## What you have to do
Copy out each line of the listing that has the word "below" in it.

Start of Block

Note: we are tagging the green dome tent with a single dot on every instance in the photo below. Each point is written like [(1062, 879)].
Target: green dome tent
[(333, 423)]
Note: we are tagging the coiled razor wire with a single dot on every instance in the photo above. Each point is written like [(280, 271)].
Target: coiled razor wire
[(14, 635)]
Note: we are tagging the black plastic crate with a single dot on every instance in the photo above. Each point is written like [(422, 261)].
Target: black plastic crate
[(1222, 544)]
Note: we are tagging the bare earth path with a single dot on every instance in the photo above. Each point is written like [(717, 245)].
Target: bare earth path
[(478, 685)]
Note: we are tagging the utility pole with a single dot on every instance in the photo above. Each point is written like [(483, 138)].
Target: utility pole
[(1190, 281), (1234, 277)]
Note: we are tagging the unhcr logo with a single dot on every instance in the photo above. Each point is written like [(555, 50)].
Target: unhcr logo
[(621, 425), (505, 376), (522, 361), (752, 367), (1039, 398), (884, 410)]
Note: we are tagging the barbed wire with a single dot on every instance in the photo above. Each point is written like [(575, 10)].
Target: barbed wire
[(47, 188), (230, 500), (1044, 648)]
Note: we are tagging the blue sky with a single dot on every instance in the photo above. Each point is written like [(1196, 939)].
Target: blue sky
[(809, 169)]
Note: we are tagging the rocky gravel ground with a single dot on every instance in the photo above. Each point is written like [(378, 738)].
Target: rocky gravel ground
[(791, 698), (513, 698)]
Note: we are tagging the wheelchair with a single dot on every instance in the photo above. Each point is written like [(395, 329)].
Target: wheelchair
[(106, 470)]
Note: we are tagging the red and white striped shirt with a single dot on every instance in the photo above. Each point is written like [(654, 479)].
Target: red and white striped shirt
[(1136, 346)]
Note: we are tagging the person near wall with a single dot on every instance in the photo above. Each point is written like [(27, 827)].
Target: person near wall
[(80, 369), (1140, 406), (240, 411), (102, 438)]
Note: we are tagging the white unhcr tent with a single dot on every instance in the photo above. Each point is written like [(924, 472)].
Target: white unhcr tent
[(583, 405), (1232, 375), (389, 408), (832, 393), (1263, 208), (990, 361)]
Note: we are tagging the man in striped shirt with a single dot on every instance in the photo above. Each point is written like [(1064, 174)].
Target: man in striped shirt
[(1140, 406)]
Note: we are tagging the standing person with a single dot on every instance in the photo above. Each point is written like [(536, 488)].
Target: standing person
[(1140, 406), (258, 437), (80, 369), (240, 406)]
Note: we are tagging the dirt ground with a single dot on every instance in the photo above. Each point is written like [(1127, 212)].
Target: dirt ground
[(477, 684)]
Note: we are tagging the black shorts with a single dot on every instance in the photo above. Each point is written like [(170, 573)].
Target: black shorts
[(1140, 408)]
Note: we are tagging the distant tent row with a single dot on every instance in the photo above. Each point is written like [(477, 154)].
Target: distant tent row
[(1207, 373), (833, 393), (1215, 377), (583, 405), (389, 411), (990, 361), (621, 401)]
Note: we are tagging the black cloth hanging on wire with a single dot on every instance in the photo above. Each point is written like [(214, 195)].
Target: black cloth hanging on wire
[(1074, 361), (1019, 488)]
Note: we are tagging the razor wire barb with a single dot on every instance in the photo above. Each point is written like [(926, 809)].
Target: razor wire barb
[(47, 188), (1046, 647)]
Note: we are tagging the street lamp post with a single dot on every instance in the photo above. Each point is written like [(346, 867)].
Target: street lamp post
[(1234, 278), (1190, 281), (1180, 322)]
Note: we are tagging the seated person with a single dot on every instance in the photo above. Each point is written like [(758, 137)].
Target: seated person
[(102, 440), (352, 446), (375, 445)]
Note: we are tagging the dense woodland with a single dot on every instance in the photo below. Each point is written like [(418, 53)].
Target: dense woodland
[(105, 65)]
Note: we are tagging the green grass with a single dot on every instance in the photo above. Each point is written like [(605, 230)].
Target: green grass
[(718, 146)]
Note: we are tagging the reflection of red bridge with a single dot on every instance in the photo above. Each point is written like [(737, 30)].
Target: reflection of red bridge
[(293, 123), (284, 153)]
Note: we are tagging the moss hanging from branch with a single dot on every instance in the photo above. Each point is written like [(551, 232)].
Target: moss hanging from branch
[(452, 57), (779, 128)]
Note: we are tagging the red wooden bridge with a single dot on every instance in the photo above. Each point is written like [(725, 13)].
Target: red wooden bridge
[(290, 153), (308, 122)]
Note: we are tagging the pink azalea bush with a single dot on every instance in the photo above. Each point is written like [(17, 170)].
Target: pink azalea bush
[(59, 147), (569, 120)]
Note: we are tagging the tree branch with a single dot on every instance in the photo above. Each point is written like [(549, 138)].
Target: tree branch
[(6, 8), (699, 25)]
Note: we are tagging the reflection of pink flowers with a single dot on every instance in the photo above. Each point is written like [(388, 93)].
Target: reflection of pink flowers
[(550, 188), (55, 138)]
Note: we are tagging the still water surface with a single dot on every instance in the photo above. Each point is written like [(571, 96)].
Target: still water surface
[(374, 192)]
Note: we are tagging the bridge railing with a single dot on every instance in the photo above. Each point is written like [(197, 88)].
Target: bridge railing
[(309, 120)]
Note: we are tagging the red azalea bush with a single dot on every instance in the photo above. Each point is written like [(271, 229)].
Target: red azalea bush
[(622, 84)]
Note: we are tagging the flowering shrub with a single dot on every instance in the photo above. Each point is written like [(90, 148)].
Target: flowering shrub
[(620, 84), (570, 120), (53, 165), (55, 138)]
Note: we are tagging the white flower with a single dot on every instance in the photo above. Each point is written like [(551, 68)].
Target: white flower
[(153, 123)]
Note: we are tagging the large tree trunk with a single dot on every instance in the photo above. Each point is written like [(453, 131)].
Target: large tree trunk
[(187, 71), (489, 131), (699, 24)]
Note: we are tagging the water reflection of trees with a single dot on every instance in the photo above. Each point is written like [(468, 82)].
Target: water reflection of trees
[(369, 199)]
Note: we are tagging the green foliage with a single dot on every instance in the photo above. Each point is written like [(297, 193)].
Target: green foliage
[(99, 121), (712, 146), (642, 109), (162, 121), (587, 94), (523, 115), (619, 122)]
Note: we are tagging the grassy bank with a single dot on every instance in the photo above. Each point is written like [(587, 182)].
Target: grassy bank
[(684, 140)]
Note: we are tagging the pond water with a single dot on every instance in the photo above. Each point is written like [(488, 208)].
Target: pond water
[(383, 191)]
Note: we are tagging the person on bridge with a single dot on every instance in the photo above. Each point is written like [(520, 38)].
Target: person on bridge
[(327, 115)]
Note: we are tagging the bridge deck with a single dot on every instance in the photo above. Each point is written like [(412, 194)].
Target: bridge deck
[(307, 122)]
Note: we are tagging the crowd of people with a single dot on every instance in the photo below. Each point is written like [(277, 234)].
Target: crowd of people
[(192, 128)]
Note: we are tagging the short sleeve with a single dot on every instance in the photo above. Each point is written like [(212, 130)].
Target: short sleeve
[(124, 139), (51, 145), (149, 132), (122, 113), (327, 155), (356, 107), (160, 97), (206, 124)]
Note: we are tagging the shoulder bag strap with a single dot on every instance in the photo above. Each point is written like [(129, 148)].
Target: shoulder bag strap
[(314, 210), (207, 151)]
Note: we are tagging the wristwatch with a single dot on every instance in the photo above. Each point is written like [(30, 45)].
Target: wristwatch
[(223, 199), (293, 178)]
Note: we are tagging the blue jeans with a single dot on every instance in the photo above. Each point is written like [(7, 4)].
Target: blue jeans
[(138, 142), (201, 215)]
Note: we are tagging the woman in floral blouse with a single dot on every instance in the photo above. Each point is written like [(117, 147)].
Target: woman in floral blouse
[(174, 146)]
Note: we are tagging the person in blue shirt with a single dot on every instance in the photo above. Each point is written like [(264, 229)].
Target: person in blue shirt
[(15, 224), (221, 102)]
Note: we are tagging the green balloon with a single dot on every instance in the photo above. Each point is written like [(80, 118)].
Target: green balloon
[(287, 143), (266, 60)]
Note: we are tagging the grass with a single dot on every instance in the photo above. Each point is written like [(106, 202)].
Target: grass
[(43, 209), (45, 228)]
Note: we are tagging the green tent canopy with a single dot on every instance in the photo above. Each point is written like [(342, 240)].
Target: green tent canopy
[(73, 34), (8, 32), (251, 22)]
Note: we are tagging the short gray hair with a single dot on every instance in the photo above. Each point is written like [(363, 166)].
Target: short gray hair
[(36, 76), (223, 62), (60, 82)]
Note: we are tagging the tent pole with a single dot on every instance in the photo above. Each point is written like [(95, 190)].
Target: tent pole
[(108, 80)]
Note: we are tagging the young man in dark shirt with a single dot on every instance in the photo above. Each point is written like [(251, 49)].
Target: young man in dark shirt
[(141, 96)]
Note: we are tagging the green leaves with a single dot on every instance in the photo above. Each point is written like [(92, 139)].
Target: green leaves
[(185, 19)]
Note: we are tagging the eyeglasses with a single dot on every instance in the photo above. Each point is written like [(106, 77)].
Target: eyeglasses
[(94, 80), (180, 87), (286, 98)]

End of Block

## Answer to this problem
Note: we are tagging the green dome tent with a single dot on every instance in the photo below. Each point is written like [(1062, 879)].
Note: we are tagging the dense woodland with a single dot on every instance in the photo below. Each point is written like [(418, 53)].
Note: we are tagging the crowd of people with a single dot on every instance in the photo below. Each point is written like [(277, 234)].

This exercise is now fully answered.